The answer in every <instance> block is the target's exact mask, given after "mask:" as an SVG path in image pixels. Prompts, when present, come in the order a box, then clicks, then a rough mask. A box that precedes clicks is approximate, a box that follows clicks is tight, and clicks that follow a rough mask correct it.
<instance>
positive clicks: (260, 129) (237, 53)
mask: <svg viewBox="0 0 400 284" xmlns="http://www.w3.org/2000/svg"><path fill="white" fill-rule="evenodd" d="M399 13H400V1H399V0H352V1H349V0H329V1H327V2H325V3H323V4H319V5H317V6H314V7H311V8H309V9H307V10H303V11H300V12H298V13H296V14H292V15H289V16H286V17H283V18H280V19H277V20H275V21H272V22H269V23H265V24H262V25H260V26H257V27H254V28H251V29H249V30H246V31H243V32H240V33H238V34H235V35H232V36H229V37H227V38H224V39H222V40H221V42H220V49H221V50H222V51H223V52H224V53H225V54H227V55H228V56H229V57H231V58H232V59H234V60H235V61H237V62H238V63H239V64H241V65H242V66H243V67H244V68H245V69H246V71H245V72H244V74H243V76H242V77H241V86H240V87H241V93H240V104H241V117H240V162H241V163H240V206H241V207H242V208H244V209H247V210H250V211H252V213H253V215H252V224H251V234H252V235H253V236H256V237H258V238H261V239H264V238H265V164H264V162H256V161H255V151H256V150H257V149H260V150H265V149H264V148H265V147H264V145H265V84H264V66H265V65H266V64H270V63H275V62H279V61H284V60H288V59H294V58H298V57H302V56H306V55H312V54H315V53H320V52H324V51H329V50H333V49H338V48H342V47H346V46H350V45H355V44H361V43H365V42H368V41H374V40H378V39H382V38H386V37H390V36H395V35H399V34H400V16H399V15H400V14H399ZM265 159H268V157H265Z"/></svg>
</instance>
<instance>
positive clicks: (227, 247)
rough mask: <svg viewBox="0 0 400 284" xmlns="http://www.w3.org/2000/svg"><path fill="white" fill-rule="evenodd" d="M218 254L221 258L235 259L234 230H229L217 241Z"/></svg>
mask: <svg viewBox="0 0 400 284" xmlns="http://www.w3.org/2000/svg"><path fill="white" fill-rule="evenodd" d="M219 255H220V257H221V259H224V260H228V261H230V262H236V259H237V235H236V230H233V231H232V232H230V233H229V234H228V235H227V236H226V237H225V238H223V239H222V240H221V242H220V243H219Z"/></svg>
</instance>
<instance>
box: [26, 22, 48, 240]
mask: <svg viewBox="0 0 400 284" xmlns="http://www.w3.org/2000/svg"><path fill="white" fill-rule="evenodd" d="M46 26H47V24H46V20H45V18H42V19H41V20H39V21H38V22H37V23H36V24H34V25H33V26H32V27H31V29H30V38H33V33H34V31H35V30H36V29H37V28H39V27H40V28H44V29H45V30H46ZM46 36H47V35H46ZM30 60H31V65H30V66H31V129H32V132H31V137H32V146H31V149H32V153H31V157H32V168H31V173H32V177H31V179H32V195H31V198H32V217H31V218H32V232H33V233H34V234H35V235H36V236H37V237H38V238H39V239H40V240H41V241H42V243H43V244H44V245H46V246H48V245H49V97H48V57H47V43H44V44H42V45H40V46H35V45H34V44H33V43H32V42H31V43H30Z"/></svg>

****

## Work instructions
The full listing is to be written out again, exactly as shown.

## Problem solution
The answer in every <instance> block is the target's exact mask, given after "mask:" as an SVG path in image pixels. Prompts, when present, come in the order a box, then clicks, then a rough mask. A box that precedes clicks is approximate, a box that follows clicks is tight, and clicks that follow a rough mask correct it.
<instance>
positive clicks: (260, 129) (237, 53)
mask: <svg viewBox="0 0 400 284" xmlns="http://www.w3.org/2000/svg"><path fill="white" fill-rule="evenodd" d="M399 13H400V1H399V0H352V1H349V0H329V1H327V2H325V3H323V4H319V5H317V6H314V7H311V8H309V9H307V10H303V11H300V12H298V13H296V14H292V15H289V16H286V17H283V18H280V19H277V20H275V21H272V22H269V23H265V24H262V25H260V26H257V27H254V28H251V29H249V30H246V31H243V32H240V33H238V34H235V35H232V36H229V37H227V38H224V39H222V40H221V42H220V49H221V50H222V51H223V52H224V53H225V54H227V55H228V56H229V57H231V58H232V59H234V60H235V61H237V62H238V63H239V64H241V65H242V66H243V67H244V68H245V69H246V71H245V72H244V74H243V76H242V77H241V86H240V87H241V93H240V104H241V117H240V162H241V163H240V206H241V207H242V208H244V209H247V210H250V211H252V213H253V215H252V224H251V234H252V235H253V236H256V237H258V238H261V239H264V238H265V164H264V162H256V161H255V151H256V150H257V149H260V150H265V149H264V148H265V147H264V145H265V84H264V66H265V65H266V64H270V63H275V62H279V61H284V60H288V59H294V58H298V57H302V56H306V55H312V54H315V53H320V52H324V51H329V50H333V49H338V48H342V47H346V46H350V45H355V44H361V43H365V42H368V41H374V40H378V39H382V38H386V37H390V36H395V35H399V34H400V16H399V15H400V14H399ZM265 159H268V157H265Z"/></svg>
</instance>
<instance>
positive clicks: (227, 247)
rough mask: <svg viewBox="0 0 400 284" xmlns="http://www.w3.org/2000/svg"><path fill="white" fill-rule="evenodd" d="M218 254L221 258L235 259L234 230H229L217 241Z"/></svg>
mask: <svg viewBox="0 0 400 284" xmlns="http://www.w3.org/2000/svg"><path fill="white" fill-rule="evenodd" d="M219 255H220V257H221V259H224V260H228V261H230V262H236V259H237V235H236V230H233V231H232V232H230V233H229V234H228V235H227V236H226V237H225V238H223V239H222V240H221V242H220V243H219Z"/></svg>
</instance>
<instance>
box: [26, 22, 48, 240]
mask: <svg viewBox="0 0 400 284" xmlns="http://www.w3.org/2000/svg"><path fill="white" fill-rule="evenodd" d="M46 26H47V24H46V20H45V18H42V19H41V20H39V21H38V22H37V23H36V24H34V25H33V26H32V27H31V29H30V38H33V33H34V31H35V30H36V29H37V28H39V27H40V28H44V29H45V30H46ZM46 36H47V35H46ZM30 60H31V65H30V66H31V129H32V132H31V137H32V146H31V149H32V153H31V157H32V168H31V173H32V177H31V179H32V195H31V198H32V217H31V218H32V232H33V233H34V234H35V235H36V236H37V237H38V238H39V239H40V240H41V241H42V243H43V244H44V245H46V246H48V245H49V97H48V57H47V43H44V44H42V45H40V46H35V45H34V44H33V43H32V42H31V43H30Z"/></svg>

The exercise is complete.